Given instruction 1. Show each line of the entries below that contains the word "white".

Excerpt.
The dynamical behavior of the phase space of Hamiltonian systems can be described in general by two-dimensional area-preserving mappings, so that numerical simulations can easily be performed. Such a dynamical behavior can be described in terms of action-angle variables

$$\begin{aligned} J_{n+1}= & J_n + \beta \; f(J_{n+1},\theta _n) \end{aligned}$$
(1)
$$\begin{aligned} \theta _{n+1}= & \theta _n + 2 \pi g(J_{n+1},\theta _n) + \beta \; h(J_{n+1},\theta _n) \end{aligned}$$
(2)

where f, g and h are nonlinear functions of the parameters, the pair \((\theta _n, J_n)\) represents a point in the action-angle phase-space at time \(t_n\), and \(\beta\) represents a perturbation parameter. For many interesting applications the functions f and g are assumed to be independent of the action variable and the angle variable, respectively, that is, \(f= f(\theta _n)\), \(g = g(J_{n+1})\), while \(h \equiv 0\). By linearizing equation (2) around a fixed point of period 1, say \(J_0 = J_{n+1} = J_n\), for a trajectory close to the actual action \(J_n = J_0 + \Delta J_n\) the new action \(p_n = 2 \pi g^\prime \Delta J_n\) (\(g^\prime\) is the derivative of g) satisfies the so-called standard map2,3.

$$\begin{aligned} p_{n+1}= & p_n + k \; \sin \theta _n \nonumber \\ \theta _{n+1}= & \left( \theta _n + p_{n+1}\right) \mod 2\pi \end{aligned}$$
(3)

Given instruction 2. Transcribe the stretch of the excerpt on area-preserving mappings from "where f, g and" through "so-called standard map2,3.".

The records.
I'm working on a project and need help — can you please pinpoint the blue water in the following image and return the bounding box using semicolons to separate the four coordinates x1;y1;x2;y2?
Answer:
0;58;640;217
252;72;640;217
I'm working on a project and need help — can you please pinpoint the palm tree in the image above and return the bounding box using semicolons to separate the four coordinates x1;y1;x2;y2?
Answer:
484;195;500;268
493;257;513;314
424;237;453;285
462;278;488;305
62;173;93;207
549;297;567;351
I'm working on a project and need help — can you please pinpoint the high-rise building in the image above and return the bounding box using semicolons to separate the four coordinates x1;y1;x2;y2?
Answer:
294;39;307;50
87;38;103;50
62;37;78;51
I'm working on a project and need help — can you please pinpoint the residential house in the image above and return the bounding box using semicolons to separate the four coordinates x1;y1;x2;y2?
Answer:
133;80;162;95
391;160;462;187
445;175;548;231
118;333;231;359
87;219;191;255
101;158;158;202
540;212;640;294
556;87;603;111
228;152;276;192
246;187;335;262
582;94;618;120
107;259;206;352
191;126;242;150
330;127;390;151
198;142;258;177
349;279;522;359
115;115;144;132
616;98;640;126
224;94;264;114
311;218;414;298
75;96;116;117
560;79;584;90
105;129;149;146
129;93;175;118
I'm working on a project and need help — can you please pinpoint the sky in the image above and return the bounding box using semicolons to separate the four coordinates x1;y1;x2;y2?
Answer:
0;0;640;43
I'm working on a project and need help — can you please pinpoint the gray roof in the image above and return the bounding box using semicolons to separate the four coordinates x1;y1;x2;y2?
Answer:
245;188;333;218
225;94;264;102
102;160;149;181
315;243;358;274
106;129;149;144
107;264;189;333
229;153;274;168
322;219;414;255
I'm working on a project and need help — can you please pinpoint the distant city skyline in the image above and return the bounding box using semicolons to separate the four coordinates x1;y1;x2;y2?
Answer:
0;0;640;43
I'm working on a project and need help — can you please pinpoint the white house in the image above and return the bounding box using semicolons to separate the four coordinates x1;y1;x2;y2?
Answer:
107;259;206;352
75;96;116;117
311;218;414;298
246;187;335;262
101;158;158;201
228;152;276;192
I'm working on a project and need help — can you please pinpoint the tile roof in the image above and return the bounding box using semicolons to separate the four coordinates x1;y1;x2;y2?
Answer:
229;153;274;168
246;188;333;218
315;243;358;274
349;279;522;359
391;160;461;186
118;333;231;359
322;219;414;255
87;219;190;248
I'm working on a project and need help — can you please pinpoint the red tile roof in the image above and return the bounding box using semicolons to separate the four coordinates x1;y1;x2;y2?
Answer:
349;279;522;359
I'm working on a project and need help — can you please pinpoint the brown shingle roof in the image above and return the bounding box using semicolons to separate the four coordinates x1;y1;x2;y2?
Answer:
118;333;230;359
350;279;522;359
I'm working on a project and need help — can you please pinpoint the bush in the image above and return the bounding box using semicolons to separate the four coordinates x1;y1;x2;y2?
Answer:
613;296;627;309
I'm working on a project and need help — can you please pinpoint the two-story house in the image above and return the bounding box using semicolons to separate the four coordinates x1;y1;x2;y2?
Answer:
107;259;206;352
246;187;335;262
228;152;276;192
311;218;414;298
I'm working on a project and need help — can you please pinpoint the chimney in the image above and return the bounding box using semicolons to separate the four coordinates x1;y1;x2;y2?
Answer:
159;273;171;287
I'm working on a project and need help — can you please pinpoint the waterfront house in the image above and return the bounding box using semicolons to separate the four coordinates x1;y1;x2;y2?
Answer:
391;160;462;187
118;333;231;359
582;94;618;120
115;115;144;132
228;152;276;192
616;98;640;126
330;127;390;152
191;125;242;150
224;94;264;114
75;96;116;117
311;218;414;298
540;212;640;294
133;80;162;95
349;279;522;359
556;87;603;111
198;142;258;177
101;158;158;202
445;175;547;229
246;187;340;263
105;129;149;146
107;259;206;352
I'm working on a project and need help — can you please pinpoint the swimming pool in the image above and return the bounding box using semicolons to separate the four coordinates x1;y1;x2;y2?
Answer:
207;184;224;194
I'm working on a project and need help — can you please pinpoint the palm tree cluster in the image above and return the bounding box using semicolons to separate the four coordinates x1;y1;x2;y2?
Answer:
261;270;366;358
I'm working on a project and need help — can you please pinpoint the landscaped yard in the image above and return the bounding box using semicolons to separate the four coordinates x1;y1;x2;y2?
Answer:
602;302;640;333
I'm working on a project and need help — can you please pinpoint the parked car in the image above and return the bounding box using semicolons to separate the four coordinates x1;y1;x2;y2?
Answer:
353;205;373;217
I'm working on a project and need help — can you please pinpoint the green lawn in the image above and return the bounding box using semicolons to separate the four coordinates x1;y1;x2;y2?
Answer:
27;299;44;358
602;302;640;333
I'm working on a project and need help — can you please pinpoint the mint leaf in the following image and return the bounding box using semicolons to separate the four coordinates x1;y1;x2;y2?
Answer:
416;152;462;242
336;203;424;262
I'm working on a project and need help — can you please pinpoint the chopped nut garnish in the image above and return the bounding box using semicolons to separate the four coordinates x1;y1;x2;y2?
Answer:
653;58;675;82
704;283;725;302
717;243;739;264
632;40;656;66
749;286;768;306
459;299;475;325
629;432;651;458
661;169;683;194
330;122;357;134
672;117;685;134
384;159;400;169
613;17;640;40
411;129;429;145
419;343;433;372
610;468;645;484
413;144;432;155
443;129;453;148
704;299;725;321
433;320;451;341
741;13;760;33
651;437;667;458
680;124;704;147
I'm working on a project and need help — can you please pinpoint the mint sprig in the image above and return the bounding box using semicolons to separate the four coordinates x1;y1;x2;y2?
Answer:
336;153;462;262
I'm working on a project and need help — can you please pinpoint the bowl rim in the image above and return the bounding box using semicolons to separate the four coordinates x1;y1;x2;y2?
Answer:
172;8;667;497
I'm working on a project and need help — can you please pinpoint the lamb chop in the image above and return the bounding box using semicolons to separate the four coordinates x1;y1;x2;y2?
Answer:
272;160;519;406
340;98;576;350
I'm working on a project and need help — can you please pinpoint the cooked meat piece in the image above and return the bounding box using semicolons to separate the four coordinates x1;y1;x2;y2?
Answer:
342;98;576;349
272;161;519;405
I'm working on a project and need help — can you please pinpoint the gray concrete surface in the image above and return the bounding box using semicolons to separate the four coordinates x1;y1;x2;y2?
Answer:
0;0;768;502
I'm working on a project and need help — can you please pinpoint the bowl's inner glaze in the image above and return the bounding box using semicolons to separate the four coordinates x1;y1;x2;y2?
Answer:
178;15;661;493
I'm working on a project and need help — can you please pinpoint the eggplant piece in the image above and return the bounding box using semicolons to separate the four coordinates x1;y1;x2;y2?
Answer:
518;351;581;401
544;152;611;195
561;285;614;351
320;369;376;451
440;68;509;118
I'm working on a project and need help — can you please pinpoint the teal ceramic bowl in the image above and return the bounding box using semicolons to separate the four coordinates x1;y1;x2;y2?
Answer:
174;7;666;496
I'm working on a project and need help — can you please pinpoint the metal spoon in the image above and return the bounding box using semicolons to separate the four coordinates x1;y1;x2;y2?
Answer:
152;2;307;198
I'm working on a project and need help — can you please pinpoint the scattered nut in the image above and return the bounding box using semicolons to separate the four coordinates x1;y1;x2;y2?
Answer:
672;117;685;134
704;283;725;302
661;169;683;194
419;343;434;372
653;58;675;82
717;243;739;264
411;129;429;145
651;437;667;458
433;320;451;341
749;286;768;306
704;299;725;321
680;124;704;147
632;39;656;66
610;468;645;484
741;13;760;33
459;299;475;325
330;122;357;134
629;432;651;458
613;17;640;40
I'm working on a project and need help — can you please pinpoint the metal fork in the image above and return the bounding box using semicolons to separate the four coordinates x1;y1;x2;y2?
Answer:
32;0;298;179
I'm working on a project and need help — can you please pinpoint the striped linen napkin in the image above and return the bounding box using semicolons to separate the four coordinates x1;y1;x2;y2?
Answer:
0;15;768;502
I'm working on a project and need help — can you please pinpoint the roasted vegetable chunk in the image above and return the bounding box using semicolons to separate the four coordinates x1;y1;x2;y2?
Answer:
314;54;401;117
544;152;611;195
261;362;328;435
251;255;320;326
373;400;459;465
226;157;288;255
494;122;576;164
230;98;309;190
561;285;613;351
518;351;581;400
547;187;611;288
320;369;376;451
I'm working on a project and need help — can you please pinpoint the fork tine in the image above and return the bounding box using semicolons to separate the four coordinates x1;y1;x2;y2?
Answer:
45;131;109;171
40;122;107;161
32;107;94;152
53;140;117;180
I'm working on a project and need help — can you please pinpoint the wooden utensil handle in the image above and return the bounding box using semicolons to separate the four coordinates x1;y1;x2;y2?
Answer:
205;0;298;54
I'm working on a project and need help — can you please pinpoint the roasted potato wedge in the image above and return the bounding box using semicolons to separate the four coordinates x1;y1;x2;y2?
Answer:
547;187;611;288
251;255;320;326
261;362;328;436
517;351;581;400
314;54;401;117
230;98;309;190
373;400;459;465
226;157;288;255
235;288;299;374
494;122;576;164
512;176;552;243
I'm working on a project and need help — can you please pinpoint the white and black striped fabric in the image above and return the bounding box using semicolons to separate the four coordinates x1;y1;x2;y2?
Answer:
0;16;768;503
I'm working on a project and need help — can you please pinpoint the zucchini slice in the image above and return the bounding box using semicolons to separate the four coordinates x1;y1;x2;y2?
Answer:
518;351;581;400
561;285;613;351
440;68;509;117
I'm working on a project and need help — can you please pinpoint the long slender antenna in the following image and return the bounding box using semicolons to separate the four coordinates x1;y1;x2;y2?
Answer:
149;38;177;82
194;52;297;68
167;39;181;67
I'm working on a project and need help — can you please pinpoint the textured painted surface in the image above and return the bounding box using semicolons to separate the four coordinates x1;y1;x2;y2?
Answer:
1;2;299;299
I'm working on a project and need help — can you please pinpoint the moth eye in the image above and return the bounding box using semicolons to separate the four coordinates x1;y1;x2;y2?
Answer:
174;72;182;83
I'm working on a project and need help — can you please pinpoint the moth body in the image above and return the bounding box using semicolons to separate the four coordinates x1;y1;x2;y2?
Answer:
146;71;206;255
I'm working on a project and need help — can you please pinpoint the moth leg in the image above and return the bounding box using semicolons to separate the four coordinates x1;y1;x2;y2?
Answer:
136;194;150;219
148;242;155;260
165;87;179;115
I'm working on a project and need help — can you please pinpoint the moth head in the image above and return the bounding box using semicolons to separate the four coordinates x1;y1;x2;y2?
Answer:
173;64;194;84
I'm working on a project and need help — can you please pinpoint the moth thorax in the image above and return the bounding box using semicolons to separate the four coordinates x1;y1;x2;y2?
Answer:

Task response 1.
I'm working on a project and need help — can you please pinpoint the white house in the image above and return the bounding box using semicolons to separate the four coordinates x1;y1;x2;y2?
I'm working on a project and need help — can you please pinpoint the white and black striped fabric in the image above and return the bounding box using semicolons to separate the four coordinates x1;y1;x2;y2?

Task response 2.
where f, g and h are nonlinear functions of the parameters, the pair \((\theta _n, J_n)\) represents a point in the action-angle phase-space at time \(t_n\), and \(\beta\) represents a perturbation parameter. For many interesting applications the functions f and g are assumed to be independent of the action variable and the angle variable, respectively, that is, \(f= f(\theta _n)\), \(g = g(J_{n+1})\), while \(h \equiv 0\). By linearizing equation (2) around a fixed point of period 1, say \(J_0 = J_{n+1} = J_n\), for a trajectory close to the actual action \(J_n = J_0 + \Delta J_n\) the new action \(p_n = 2 \pi g^\prime \Delta J_n\) (\(g^\prime\) is the derivative of g) satisfies the so-called standard map2,3.